- _LISTING_
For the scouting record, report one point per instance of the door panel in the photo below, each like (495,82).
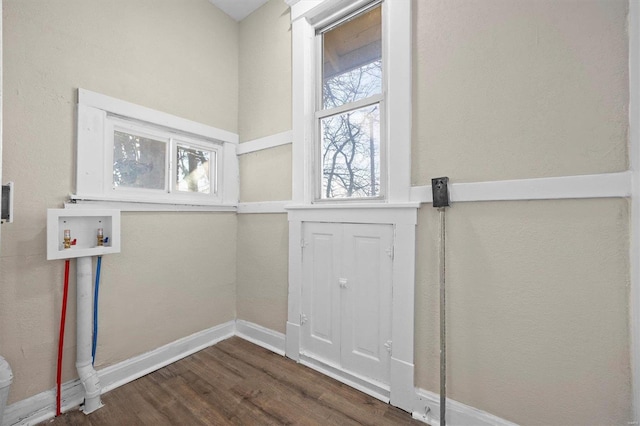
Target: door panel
(320,291)
(366,302)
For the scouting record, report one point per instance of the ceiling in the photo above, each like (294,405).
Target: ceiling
(238,9)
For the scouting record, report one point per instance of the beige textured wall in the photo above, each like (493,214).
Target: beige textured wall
(265,72)
(177,57)
(265,109)
(537,309)
(266,175)
(511,89)
(538,292)
(263,247)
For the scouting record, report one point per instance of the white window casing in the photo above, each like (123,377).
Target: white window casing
(99,116)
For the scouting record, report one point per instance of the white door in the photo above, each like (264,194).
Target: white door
(321,291)
(366,300)
(346,296)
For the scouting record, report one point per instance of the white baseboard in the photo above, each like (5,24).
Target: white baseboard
(366,385)
(42,406)
(141,365)
(427,409)
(261,336)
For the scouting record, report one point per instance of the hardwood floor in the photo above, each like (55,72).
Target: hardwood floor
(237,383)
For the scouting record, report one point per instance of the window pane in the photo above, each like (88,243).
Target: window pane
(352,60)
(351,154)
(138,162)
(193,169)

- _THE TASK_
Keep every word of the data as it is when you write it out, but drop the pictures.

- _REPLY_
For the scouting record, report one point per instance of the door panel in the photo below, each like (495,82).
Target: door panel
(320,291)
(366,302)
For the scouting record, report one point per instance of the ceiling in the photo above, each like (294,405).
Target: ceiling
(238,9)
For the scouting record, report one point per instance of the beige textured wall in the photo above, each like (493,214).
Target: beige textured wall
(265,72)
(177,57)
(265,109)
(537,309)
(266,175)
(511,89)
(538,292)
(263,247)
For the scouting record, report one point per instance of the white window casing in the photo above, each like (123,377).
Target: white window casing
(99,116)
For the scouting record, report one point per instance of the white door in the photo above, each like (264,194).
Target: white door
(321,291)
(366,300)
(346,296)
For the scouting record, report one point per instance of the white baseboard in the photo above, each like (5,24).
Target: white baseboard
(366,385)
(42,406)
(141,365)
(427,409)
(261,336)
For the scouting record, report one point per instance of the hardwood floor in the photo above, each like (55,72).
Target: hardwood floor
(237,383)
For the scouting record, report one point per instance of the window pane in the photo above, each like (88,243).
Target: window pane
(352,60)
(351,154)
(138,162)
(193,169)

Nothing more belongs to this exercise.